Leadership is evolving
2025/08/28
At Hitotsubashi ICS, the MBA program integrates leadership development throughout the curriculum. The required course Leadership Development Journey sets students on their way, inviting them to grow intentionally as a leader, building relatedness skills right alongside the latest quantitative and analytical skills. This article explains the course’s foundational approach.
Jody Ono
Specially Appointed Professor
More than a few times over the years, as I’ve continuously developed the Leadership Development Journey course, has a student remarked: “This must be a really hard class to teach.”
Well - yes, it is. As Harold Geneen said, “Leadership cannot be taught. It can only be learned.” Why? Because leadership learning is so very individually driven, and so very personally rooted. As the person in the room who’s called the “professor,” I am duty bound to subdue my own cultural and mental models of leadership in order to work productively with the multitudes of these among the “students,” many of whom have faced leadership challenges in life and work that I have not. Because our leadership is always grounded in who we are and what we believe fundamentally about the world and people – whether these beliefs are well known to us, or not.
Greg Stebbins, my friend and co-author, is a leadership coach and writer whose work informs this article. Greg offers from his experience: While teaching a doctoral-level course in Transformational Leadership, we often discussed the difference between DOING and BEING. I often asked the class, “Who are you?” The frequent answer was what they did in the world. I would point that out and again ask, “Who are you?” Eventually, the frequent answer was, “I don’t know.” That became the topic for the balance of the semester.

Excerpts from annotation records

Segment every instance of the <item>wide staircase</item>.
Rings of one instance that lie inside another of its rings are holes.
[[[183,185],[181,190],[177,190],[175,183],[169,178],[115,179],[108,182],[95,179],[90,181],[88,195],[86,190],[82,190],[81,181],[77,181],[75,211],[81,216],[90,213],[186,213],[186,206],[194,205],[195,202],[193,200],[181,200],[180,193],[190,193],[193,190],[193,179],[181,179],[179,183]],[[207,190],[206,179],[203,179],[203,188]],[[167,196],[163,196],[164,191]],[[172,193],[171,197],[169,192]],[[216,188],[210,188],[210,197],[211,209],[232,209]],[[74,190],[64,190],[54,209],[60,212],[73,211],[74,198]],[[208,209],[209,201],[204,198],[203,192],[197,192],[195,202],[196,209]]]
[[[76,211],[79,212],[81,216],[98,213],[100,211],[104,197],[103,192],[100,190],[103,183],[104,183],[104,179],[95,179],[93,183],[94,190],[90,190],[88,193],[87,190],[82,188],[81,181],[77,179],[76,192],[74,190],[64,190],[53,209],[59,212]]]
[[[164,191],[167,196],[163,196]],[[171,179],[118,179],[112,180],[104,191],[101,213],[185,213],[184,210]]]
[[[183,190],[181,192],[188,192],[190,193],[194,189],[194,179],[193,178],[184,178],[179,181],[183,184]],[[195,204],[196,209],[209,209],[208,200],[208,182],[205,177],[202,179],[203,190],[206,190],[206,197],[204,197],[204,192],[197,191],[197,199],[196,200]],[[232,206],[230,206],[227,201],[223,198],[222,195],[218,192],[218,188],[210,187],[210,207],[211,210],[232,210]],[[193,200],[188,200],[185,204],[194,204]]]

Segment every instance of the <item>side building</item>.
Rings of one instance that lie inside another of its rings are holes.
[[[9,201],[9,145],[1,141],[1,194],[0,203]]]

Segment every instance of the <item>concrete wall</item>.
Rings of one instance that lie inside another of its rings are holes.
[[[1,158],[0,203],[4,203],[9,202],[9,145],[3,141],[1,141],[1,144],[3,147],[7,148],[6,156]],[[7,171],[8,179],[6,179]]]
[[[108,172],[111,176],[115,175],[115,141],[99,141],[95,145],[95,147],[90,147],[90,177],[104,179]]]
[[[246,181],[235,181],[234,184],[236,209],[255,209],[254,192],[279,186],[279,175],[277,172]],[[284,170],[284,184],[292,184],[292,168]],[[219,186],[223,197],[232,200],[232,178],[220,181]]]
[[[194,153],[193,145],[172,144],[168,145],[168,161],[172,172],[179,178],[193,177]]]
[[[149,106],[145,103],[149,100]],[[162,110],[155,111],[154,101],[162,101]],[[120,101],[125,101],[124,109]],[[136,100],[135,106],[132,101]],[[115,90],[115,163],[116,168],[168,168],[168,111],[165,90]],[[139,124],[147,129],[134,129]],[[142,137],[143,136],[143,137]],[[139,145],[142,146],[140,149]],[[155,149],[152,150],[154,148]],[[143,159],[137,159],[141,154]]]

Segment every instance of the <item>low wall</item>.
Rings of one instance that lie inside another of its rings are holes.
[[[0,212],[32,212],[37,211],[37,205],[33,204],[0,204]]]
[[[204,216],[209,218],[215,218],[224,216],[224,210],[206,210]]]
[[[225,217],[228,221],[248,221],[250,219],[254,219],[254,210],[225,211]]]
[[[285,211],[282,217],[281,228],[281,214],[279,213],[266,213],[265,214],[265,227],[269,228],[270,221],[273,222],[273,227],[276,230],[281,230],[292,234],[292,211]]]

[Problems and tasks]
**1)** Update the leadership article, please, by writing it out again starting with "Well - yes, it" and going on through "us, or not.", with "duty bound" replaced by "obligated".
**2)** In the leadership article, what doctoral-level course does Greg Stebbins say he taught?
The items have nothing to do with what comes next.

[Answer list]
**1)**
Well - yes, it is. As Harold Geneen said, “Leadership cannot be taught. It can only be learned.” Why? Because leadership learning is so very individually driven, and so very personally rooted. As the person in the room who’s called the “professor,” I am obligated to subdue my own cultural and mental models of leadership in order to work productively with the multitudes of these among the “students,” many of whom have faced leadership challenges in life and work that I have not. Because our leadership is always grounded in who we are and what we believe fundamentally about the world and people – whether these beliefs are well known to us, or not.

**2)** Transformational Leadership